Dann wurde umgebaut, Setlisten am Boden befestigt und - was besonders witzig war - für jeden Musiker von Mogwai Dosenbier platziert und sofort geöffnet, um ihnen diesen Handgriff später zu ersparen. Dosenbier passt natürlich zu Fußball wie die Faust aufs Auge und aus ihrer Begeisterung für Fußball machen Mogwai kein Geheimnis. So hing an dem Drumset von Schlagzeuger Martin Bulloch wie immer ein grün-weißer Schaal, den Farben von Celtic Glasgow. Auch Aufkleber mit der schottischen Flagge auf den Marschall-Boxen waren zu sehen. Fußball, Dosenbier, Schottland, Rockmusik: Mogwai lieben es volksnah und bodenständig, da wird kein Arbeiterklischee ausgelassen. Aber da fehlt doch noch etwas? Richtig, die Weiber! Dass die raubeinigen Typen auf der Bühne auch auf freizügig bekleidete Miezen stehen, unterstrich der links postierte Bassist (bei Wikipedia als Gitarrist beschrieben, aber das Teil hatte wirklich nur vier Saiten, man kann nachzählen!) John Cummings durch einen riesigen Aufkleber mit einem fast nackten Playgirl auf seinem Arbeitsgerät.

----

> AUFGABEN
a) Beantworten Sie anhand des Textauszugs über Mogwai die folgenden Fragen:
(i) Was wurde für jeden Musiker von Mogwai auf der Bühne platziert und sofort geöffnet?
(ii) Welche Farben hatte der Schal am Drumset von Martin Bulloch?
(iii) Wie viele Saiten hatte das Instrument von John Cummings laut Text?
b) Geben Sie die Zeilen der Einträge vom Anfang der Einträge bis einschließlich der Zeile mit „x=1096, y=737“ unverändert wieder. Lassen Sie die Bilder dabei weg.

----

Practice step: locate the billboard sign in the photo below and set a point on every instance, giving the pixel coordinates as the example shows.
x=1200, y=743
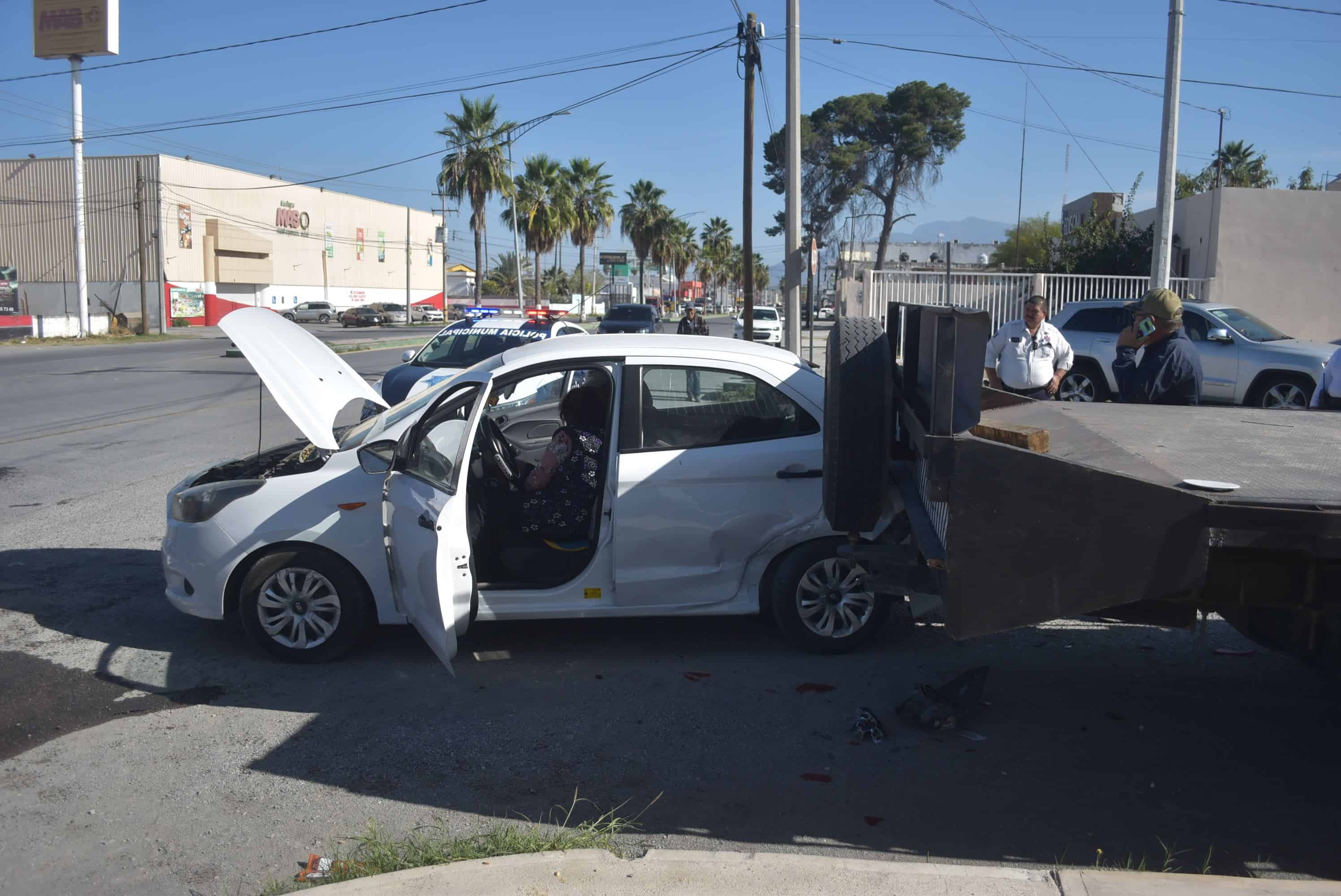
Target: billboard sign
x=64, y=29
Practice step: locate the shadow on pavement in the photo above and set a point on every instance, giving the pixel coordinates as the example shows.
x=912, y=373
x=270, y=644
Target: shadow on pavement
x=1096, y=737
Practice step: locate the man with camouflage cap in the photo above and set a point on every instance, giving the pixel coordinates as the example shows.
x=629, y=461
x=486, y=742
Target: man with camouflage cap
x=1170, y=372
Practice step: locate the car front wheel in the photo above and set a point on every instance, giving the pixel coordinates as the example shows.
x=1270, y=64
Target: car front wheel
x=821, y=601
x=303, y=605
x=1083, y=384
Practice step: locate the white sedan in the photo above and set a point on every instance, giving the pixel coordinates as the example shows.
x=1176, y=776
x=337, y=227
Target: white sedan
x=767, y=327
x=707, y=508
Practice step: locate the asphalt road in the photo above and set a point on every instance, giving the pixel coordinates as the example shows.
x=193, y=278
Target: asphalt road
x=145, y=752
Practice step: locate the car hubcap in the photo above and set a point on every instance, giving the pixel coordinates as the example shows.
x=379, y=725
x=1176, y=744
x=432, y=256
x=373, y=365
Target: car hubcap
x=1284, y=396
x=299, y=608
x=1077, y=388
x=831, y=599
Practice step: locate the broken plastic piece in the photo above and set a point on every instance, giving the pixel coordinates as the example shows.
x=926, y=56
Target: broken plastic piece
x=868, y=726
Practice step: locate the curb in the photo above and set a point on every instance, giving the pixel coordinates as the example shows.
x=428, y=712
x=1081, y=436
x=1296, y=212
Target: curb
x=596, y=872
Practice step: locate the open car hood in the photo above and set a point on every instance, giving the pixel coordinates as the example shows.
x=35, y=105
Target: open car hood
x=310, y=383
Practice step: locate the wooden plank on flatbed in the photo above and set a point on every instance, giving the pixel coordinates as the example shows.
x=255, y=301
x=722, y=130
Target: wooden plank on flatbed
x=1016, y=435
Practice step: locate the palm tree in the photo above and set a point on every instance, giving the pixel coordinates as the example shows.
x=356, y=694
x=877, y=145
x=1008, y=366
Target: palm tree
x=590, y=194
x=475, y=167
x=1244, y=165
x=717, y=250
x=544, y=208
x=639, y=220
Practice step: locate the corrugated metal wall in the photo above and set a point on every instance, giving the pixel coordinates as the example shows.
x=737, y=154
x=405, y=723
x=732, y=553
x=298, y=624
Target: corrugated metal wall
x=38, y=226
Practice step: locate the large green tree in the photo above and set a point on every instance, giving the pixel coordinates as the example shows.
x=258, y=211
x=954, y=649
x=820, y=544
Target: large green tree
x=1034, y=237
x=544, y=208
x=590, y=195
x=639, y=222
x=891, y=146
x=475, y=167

----

> LÖSUNGEN
a)
(i) Dosenbier
(ii) Grün-weiß, die Farben von Celtic Glasgow
(iii) Vier

b)
Practice step: locate the billboard sign in the photo below and set a point on every instance, giving the pixel coordinates as the example shows.
x=1200, y=743
Target: billboard sign
x=64, y=29
Practice step: locate the shadow on pavement in the photo above and set a point on every instance, giving the pixel coordinates as the example shows.
x=912, y=373
x=270, y=644
Target: shadow on pavement
x=1096, y=737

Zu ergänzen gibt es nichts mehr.